### Supplied passage

Indeed, ML is applied in several fields, such as monitoring of hydrogeological risk (Jain et al. 2020 ; Ma et al. 2021 ), wildfire prevention (Elia et al. 2020 ), the prediction of soil physical–chemical parameters (Li et al. 2023a , b ; Li et al. 2022 ; Wang et al. 2021 , 2022 ; Xu et al. 2021 ), and human health (Aghazadeh et al. 2019 ; Piunti 2019 ). Consequently, the number of algorithms to reference is as numerous as the fields of application. Depending on the objective, the sampling characteristics and the dataset, it is necessary to choose one algorithm over another (Li et al. 2023a , b ; Wadoux et al. 2020 ). A relevant aspect in the application of ML is the abundance and quality of databases (Chen et al. 2022 ). In environmental science, the application of ML requires extensive and costly surveying campaigns, which can be supported by existing databases, often shared by institutions and governmental bodies according to the logic of open data (Hengl et al. 2017 ) . It is precisely in the environmental field that we are witnessing in recent years the proliferation of open databases, especially by public institutions (Worthy 2015 ), and in the field of soil science (Orgiazzi et al. 2018 ). Furthermore, the increased use of open data in digital soil mapping is recent and strictly related to the use of new spatial analysis tools, such as Google Earth Engine (GEE), and the availability of large datasets of remote sensing data acquired by satellite missions (Copernicus, Landsat) (Poppiel et al. 2021 ). National and international agencies are developing policies and tools to share soil data, also for scientific purposes, such as the LUCAS soil project implemented by the EU Environment Agency (Orgiazzi et al. 2018 ). Indeed, today almost all medium/large scale studies focused on digital soil mapping integrate field data with updated, publicly managed, high-resolution open data (Radočaj et al. 2024 ; Searle et al. 2021 ). This type of data, coupled by a ML algorithm, appears to be more efficient, also in terms of cost–benefit, than the traditional approach using a geostatistical algorithm (Radočaj et al. 2022a ).
Soil mapping can have two main purposes: i) assignment of a class associated with observed soil, or ii) identification of one or more soil features (Zhang et al. 2017 ). Among these, physical–chemical parameters were extensively investigated to create regional (Brungard et al. 2021 ; Maleki et al. 2023 ), local and field scale distribution maps (Chlingaryan et al. 2018 ; Söderström et al. 2016 ; Zhou et al. 2023 ). Among the chemical parameters, the map elaboration for soil macronutrients (N, P, and K) represents a pivotal step, for environmental and agricultural development agencies, farmers, etc., to understand their spatial distribution and consequently improve nutrient input management while avoiding soil water pollution. Nitrogen is a fundamental macronutrient for the development of plant species, not the least because of the quantities that plants require for sustenance (Högberg et al. 2017 ). In fact, plant species accumulate N in different forms and through different modalities, throughout their life cycle and predominantly during the growth phases (Das et al. 2022 ). The continuous input of N needed by crops has a significant impact on production cycles and markets (Dimkpa et al. 2020 ). Use of N fertilizers has a significant economic weight; this entails careful and constant monitoring over time, to highlight the spatial distribution dynamics of N deficits and surpluses (Singh 2018 ; Wang et al. 2019 ).

######

Given instruction 1
According to the passage on machine learning in soil mapping, what are the two main purposes soil mapping can serve?
Given instruction 2
Go on with the passage on machine learning and soil nitrogen mapping, picking up after its final sentence.

### Source excerpt

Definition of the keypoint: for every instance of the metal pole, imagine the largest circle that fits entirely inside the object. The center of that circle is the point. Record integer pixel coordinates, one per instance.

######

Task response 1
Assigning a class to the observed soil, or identifying one or more soil features.

Task response 2
The Nurra subregion (northwestern Sardinia) provides an excellent paradigmatic case to explore previously reported questions. Indeed, it encompasses several environmental conditions, passing from natural areas (Parks protected and ruled by laws) to highly productive enterprises, mainly located in plains, and represented by: the production of famous, high-quality wines that are exported around the world; from intensive to semi-intensive agricultural activities; cattle and sheep farming for meat and milk-derived products. Additionally, the area has undergone extensive urbanization due to the presence of extended urban areas (Sassari and Alghero) and famous tourist locations (Arru et al. 2019 ).
However, the objectives of this research were to: i) assess the effectiveness and performance of some ML models using only open access environmental databases; ii) predict N values in soil surface horizons of the Nurra sub-region (Sardinia, Italy) and iii) based on the predicted values, draw up a sub-regional scale map. Only open-access data were used, provided, and implemented by different bodies and organizations at different hierarchical levels. Variables under investigation have been selected through data exploration, i.e., an in-depth analysis of the dataset to study its distribution and main characteristics from a statistical point of view. Random tree models were used since they are in common use and integrated, as algorithms, in several statistical software packages, such as “CART”, “RF” and “Ranger,” of Rstudio (RStudio Team 2011 ). Furthermore, this approach has three important characteristics. It is: i) easy to reproduce with open-source software; ii) powered by public open data; iii) oriented to produce outputs that can be easily integrated into decision-making processes (Fig. 1 ).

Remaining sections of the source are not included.